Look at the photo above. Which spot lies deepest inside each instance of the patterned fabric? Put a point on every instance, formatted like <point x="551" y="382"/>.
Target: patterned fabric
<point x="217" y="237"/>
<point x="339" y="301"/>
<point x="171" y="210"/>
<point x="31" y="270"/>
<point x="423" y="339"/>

=======

Required action: Repeat the whole listing exactly.

Answer for this exercise:
Look at the photo above. Which spot lies deepest inside each instance of the patterned fabric? Put a point on every instance, formatted like <point x="551" y="382"/>.
Target: patterned fabric
<point x="217" y="237"/>
<point x="339" y="301"/>
<point x="171" y="210"/>
<point x="31" y="270"/>
<point x="423" y="339"/>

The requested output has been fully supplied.